**EXERCISE SET:**
1/ According to the passage about Anne Fraïsse, who supervised her doctoral thesis?
2/ Set down word for word the part of the passage about Anne Fraïsse starting at "Anne Fraïsse (also" and ending at "to December 2012.".
3/ Resume the passage about Anne Fraïsse, writing what follows its final sentence.

**DOCUMENT EXCERPT:**

-- -- --

Anne Fraïsse (also known as Anne Fraïsse-Bétoulières; born 1959) is a French Latinist and academic. She is a professor of Latin patristics at the Paul Valéry University Montpellier (UPVM). She served two terms as president of the UPVM, from 2008 to 2016, and was re-elected in 2020. She was also vice-president of the France Universités from December 2010 to December 2012.

==Early life and education==
Anne Fraïsse was born in Montpellier, 1959. After a preparatory class at the Lycée Joffre in Montpellier, Fraïsse studied Classics at the UPVM. She obtained the agrégation de lettres and was appointed as a secondary school teacher. She defended her doctoral thesis, entitled Traduction, notes et commentaire de l'ouvrage de Facundus d'Hermiane Pro Defensione Trium Capitulorum (Translation, notes and commentary on the work of Facundus d'Hermiane Pro Defensione Trium Capitulorum) in 1992, supervised by Jacques Flamant, thanks to a scholarship from the École de Rome.

==Career==
She was appointed lecturer in Latin in 1994 at the UPVM, a member of the CRISES team. In 2006, Fraïsse was appointed professor at the UPVM. She is the author of several books and scientific articles. Her research focuses on the beginning of the Christian Church and its theological conflicts, as well as the assimilation of Greco-Roman classical culture into Christianity.

-- -- --

**DATA EXTRACTS:**
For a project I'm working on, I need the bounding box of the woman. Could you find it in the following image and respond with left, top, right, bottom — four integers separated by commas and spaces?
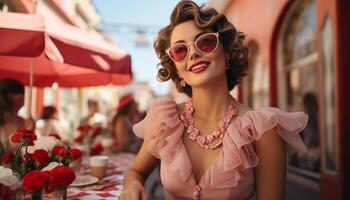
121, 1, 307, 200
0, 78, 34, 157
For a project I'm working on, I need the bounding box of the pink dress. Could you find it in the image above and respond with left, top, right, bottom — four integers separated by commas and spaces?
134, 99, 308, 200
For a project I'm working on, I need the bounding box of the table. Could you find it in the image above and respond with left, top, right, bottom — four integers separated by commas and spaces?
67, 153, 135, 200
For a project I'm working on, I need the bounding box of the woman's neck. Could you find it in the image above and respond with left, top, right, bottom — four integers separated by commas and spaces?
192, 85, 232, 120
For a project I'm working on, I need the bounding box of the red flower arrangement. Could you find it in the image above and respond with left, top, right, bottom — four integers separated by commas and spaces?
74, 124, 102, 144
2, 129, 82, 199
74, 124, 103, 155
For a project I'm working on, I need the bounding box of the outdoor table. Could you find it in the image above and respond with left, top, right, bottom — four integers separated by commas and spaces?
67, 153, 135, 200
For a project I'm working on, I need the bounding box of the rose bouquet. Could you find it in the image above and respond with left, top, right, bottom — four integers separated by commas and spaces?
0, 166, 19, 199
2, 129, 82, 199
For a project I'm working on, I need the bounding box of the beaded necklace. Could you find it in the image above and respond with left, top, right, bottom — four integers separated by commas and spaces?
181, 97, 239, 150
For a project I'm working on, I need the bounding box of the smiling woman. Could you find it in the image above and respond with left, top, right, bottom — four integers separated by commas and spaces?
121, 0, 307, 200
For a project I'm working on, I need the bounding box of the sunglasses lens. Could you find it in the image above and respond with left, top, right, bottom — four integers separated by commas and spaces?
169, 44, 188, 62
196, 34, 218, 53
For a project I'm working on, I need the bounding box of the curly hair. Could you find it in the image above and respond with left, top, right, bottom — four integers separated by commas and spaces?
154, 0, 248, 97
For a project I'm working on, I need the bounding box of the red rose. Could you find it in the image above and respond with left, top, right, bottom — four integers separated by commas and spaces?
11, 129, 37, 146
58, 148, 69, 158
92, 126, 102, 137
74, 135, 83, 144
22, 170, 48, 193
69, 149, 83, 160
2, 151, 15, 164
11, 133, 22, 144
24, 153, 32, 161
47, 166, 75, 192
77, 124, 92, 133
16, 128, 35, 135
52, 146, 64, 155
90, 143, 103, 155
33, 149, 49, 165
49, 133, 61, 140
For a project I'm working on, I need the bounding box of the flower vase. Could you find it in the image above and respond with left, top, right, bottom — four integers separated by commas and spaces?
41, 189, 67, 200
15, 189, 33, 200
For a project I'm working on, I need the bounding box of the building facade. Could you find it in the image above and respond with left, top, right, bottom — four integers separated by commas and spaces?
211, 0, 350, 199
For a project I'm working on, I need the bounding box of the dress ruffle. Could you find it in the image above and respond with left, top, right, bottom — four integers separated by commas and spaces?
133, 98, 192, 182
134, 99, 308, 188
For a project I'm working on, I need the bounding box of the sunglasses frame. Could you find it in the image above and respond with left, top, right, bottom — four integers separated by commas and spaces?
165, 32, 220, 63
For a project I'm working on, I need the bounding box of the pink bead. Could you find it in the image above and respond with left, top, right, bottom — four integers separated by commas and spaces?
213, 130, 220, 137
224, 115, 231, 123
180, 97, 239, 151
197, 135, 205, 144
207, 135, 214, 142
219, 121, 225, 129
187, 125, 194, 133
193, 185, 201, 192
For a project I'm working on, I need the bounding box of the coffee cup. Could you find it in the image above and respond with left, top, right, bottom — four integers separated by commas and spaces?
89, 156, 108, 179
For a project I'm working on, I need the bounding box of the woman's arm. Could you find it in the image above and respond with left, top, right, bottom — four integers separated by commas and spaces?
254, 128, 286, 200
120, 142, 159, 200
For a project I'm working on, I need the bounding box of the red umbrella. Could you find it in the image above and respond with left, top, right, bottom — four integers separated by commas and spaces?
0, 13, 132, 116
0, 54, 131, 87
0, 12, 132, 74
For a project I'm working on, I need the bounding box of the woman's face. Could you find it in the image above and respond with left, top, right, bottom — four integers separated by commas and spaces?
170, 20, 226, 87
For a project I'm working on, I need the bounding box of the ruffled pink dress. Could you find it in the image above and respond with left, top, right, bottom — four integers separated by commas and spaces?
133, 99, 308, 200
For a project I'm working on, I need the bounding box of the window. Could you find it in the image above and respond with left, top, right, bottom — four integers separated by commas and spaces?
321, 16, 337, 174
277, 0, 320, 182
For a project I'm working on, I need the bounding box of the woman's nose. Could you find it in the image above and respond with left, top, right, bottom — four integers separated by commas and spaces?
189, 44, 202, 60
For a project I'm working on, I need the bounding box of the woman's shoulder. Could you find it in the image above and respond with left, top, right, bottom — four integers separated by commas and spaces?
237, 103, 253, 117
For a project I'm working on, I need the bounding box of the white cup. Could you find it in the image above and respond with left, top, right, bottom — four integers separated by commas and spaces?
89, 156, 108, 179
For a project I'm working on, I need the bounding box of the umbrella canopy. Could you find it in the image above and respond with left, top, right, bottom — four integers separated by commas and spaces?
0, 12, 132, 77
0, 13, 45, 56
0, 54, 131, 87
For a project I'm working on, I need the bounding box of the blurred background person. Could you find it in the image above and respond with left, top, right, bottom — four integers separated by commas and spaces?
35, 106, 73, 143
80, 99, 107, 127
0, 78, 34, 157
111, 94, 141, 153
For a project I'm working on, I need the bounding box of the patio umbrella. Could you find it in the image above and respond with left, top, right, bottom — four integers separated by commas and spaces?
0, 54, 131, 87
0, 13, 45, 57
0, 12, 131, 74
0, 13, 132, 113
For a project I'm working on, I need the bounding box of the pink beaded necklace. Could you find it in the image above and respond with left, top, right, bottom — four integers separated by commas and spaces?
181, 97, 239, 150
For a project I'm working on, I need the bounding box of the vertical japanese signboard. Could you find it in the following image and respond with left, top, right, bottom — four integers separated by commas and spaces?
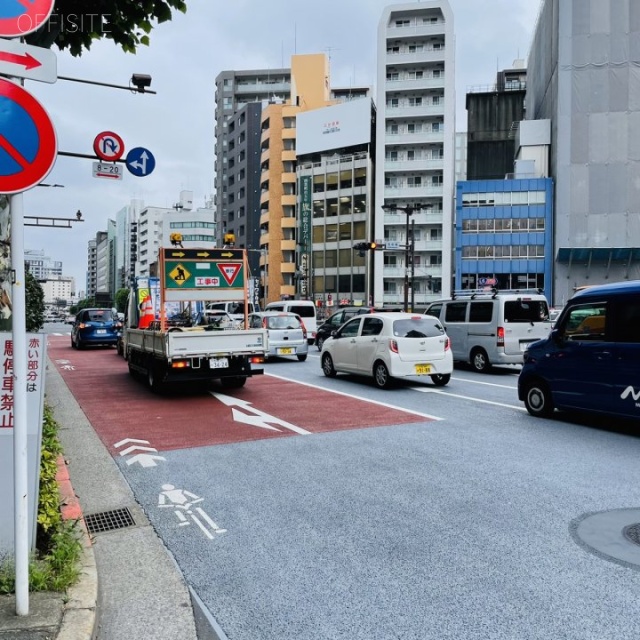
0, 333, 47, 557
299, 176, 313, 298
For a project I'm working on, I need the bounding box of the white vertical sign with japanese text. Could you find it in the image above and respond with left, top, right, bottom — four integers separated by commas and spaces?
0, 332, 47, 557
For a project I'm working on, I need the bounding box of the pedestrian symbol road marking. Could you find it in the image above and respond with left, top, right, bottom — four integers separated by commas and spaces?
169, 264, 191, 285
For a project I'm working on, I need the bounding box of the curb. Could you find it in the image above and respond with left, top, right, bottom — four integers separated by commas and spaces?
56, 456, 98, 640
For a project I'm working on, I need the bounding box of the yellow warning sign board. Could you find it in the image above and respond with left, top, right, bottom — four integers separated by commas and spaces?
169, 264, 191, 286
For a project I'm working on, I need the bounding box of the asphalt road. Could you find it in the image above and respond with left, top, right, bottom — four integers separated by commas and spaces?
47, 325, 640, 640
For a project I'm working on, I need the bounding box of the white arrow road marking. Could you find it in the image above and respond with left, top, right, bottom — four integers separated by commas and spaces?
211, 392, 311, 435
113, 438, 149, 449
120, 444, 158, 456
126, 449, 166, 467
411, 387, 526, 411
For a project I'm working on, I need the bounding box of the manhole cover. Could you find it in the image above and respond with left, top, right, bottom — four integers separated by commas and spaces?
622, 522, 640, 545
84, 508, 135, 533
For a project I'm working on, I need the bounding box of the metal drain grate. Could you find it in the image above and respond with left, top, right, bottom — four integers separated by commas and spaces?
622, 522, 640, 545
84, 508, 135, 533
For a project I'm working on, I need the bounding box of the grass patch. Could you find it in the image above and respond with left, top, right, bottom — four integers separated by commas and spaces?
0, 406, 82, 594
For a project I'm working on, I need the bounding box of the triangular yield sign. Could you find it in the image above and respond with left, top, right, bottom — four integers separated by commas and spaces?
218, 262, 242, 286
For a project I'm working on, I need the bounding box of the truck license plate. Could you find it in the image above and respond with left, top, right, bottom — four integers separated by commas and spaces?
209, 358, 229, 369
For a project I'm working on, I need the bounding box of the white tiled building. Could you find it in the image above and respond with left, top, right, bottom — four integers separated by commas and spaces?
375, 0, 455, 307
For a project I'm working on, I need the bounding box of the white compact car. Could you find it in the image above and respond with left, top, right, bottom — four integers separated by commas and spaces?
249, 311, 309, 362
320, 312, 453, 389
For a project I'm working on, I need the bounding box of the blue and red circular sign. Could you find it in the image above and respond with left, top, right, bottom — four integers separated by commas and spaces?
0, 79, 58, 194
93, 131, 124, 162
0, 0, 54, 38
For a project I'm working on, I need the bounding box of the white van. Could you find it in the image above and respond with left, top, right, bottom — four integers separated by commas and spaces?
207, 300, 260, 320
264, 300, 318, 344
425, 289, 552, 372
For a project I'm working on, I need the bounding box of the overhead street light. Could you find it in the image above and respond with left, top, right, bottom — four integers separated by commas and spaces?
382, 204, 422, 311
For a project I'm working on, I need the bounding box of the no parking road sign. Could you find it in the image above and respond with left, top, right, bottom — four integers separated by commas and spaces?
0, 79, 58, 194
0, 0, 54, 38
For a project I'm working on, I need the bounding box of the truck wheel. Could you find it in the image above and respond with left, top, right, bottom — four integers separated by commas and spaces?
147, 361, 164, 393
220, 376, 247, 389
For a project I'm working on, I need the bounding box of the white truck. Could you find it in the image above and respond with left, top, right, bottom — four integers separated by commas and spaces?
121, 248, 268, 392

-- -- --

**RESULTS FOR THE EXERCISE:**
1/ Jacques Flamant

2/
Anne Fraïsse (also known as Anne Fraïsse-Bétoulières; born 1959) is a French Latinist and academic. She is a professor of Latin patristics at the Paul Valéry University Montpellier (UPVM). She served two terms as president of the UPVM, from 2008 to 2016, and was re-elected in 2020. She was also vice-president of the France Universités from December 2010 to December 2012.

3/
Fraïsse was a member of the Board of Directors from 1998 to 2002, and then of the Council of Studies and University Life from 2002 to 2006. She is a member of the Campus Commission, for which she was the rapporteur between 2000 and 2006. Fraïsse was head of the Literature, Arts, Philosophy and Linguistics Department from 2002 to 2008, and was elected president of UPVM in 2008.

During her first presidential term (2008–2012), she co-piloted the Opération Campus project, with the two other universities of Montpellier. Fraïsse is opposed to the LRU.

As president of the university, she participated in the project to merge the three Montpellier universities. Believing that the Humanities and Social science were not sufficiently represented in the project, she left the negotiations during her second term (2012–2016). preferring collegial solutions like the COMUE. She expressed opposition to the government's university policy and to the reduction in state subsidies.

Fraïsse was re-elected for a third time, which began on January 1, 2021.